- **QUOTED PASSAGE**

=-=-=-=-=

We should not overstate the case, of course. Even on the eastern side of Palermo we find the typical murder of a middleman. Fontana provides favorable rates for the repayment of a debt, thus preventing the forfeiture of his brother-in-law’s giardino.89 Filippello can put on the appearance of a proponent of law and order, not only in the defense of his patron Palizzolo but also that of such individuals as Gaetano Focher, the inspector from the monte di pieta (charitable lending and pawn institution) of Palermo, who sent him to Altavilla to take possession of property from a bourgeois who was clearly reluctant to pay his debts. The former manutengolo, or abettor, of Leone does no more than explain to the former landowner that there is such a thing as downward mobility, urging him “no longer to avail himself of the funds of Focher that had been seized, because otherwise things would turn out badly for him.” Then he left the village, having impounded the estate, leasing it for the benefit of the local Mafia capo.90
On the other hand, smuggling and passing counterfeit bills, robberies, and extortion letters were all crimes extensively practiced in the Conca d’Oro as well. However, and this may be no coincidence, it was neither Siino nor Giammona who killed Notarbartolo. The events described in the Sangiorgi Report depict a Mafia that stayed “in its place.” We will not speak of a “plebeian” criminality, as does Marcella Marmo, depicting a nineteenth-century Neapolitan camorra that attempted to “caccià l’oro de’ piducchie” (literally, “dig gold out of lice”), meaning that it exploited the commercial transactions of the poor and skimmed a take from salaries. Percentages skimmed off of small-scale business activities, the componenda or kickback for resolving such cases of extortion, and for obtaining the return of petty thefts, also existed in Palermo, but for the most part they involved the quarters of the inner city.91 The Mafia of the borgate, the terminal point of a wealthy economy, lived on the relationships among small-scale criminality, the middle class, and the upper classes, an interstitial phenomenon in which contact between the world of criminals and the world of the highest classes was limited to certain milieux. There was never a case of a member of the upper classes being murdered. Or rather, there was one case only, in which a lawyer who attempted to obtain compensation for unpaid gabelle was wounded by a rifle shot.92 The response to an excessively independent-minded landowner was always that of a general boycott and ostracism, or else a chain of murders that created a vacuum around him. When Senator Eugenio Olivieri appointed a cousin as overseer to reduce the depredations of the mafioso curatolo, the cosca did its best to discredit the interloper through various means and worked to ensure that for years he was unable to hire a guardiano, but it never physically harmed him. If he had been a giardiniere (or keeper of a citrus grove) instead of a townsman, the outcome would have been far different. Even the distinctive “message” sent by the damaging of trees could only be conveyed once for each giardino because, if it were repeated, it would constitute an insult to the landowner, and no longer to the gabellotto or the guardiano.93 This subtle aspect of the ritual once again points to the caution and prudence with which intermediaries interacted with the upper classes.

=-=-=-=-=

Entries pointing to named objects
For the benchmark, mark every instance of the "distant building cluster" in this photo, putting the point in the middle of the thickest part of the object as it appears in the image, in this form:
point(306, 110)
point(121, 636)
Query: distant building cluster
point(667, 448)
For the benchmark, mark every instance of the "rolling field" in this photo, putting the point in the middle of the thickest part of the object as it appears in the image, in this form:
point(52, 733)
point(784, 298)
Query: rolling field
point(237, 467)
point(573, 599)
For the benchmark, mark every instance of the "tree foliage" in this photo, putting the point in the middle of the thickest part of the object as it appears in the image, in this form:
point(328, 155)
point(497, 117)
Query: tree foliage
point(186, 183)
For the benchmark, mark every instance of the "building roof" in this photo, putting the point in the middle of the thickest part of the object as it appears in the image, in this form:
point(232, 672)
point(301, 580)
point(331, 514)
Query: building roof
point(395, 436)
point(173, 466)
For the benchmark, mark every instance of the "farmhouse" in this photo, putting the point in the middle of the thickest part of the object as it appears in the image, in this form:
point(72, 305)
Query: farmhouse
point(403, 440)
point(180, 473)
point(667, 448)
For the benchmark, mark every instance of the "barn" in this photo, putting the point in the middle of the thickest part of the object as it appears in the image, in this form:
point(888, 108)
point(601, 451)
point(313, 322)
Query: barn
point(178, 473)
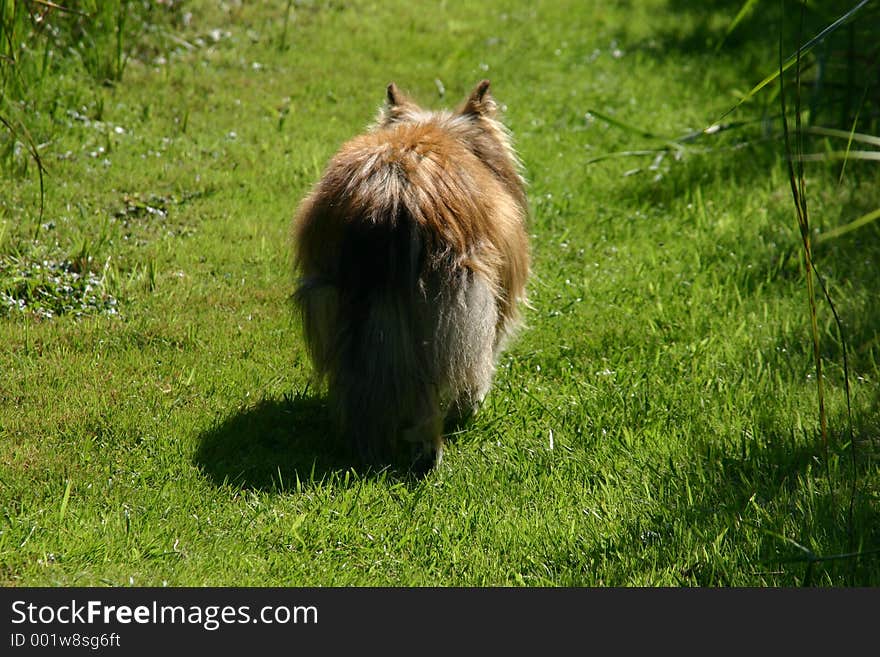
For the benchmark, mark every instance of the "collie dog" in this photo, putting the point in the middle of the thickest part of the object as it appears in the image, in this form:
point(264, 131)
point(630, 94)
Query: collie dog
point(412, 255)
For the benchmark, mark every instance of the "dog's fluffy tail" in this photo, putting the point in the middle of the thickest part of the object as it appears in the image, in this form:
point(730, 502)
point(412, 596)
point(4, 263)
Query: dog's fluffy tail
point(400, 341)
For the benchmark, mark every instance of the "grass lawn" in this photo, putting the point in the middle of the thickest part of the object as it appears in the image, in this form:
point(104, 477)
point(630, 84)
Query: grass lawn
point(655, 424)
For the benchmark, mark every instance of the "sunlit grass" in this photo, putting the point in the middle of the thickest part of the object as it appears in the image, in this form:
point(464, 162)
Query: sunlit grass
point(655, 424)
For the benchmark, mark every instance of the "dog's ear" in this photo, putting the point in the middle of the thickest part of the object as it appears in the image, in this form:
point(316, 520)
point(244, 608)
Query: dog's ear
point(397, 104)
point(480, 102)
point(393, 95)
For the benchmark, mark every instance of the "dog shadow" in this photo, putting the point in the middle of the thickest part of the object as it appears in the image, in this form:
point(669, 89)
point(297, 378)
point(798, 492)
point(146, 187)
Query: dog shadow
point(283, 444)
point(273, 445)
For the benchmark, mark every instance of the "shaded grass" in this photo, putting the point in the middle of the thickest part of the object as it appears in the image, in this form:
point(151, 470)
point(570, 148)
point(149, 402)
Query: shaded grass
point(654, 425)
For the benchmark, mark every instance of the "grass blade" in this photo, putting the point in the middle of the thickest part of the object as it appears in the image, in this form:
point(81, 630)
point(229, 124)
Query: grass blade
point(795, 58)
point(864, 220)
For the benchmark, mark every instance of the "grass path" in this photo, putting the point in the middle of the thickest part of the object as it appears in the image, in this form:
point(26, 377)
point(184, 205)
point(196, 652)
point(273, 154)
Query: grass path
point(654, 425)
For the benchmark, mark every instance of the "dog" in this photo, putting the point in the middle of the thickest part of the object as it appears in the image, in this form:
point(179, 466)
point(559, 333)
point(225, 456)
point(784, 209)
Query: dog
point(412, 254)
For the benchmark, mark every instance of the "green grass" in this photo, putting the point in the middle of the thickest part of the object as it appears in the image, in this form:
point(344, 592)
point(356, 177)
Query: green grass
point(654, 424)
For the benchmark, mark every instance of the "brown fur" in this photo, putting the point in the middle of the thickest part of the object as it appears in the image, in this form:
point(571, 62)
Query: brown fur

=-=-=-=-=

- **WHAT NEEDS TO BE DONE**
Extend the passage on the Mafia of Palermo's borgate, picking up after its final sentence.

- **EXERCISE OUTPUT**
The men who drafted the report said that they were certain that the function of the Mafia as an organization was to restrict the right to private property. Still, they could not conceal the fact that it was precisely the defense of private property that served as the underlying motivation for most of the murders committed by the Mafia. For instance, that was the case with the four individuals murdered around the end of 1897, whose corpses were made to vanish in order to hinder the investigations and contribute to the myth of the Mafia’s omnipotence. There were also refined grace notes of misinformation, with eyewitnesses volunteering accounts of having seen the murdered men alive and well in Tunis, and letters from the vanished men arriving, again from Tunis, until finally the corpses were uncovered. At the time, the current Mafia term, lupara bianca, literally, “white shotgun,” meaning a Mafia murder in which the corpse is made to disappear, was not yet in use. Instead, the case was known as the caso dei quattro scomparsi (“case of the four vanished men”).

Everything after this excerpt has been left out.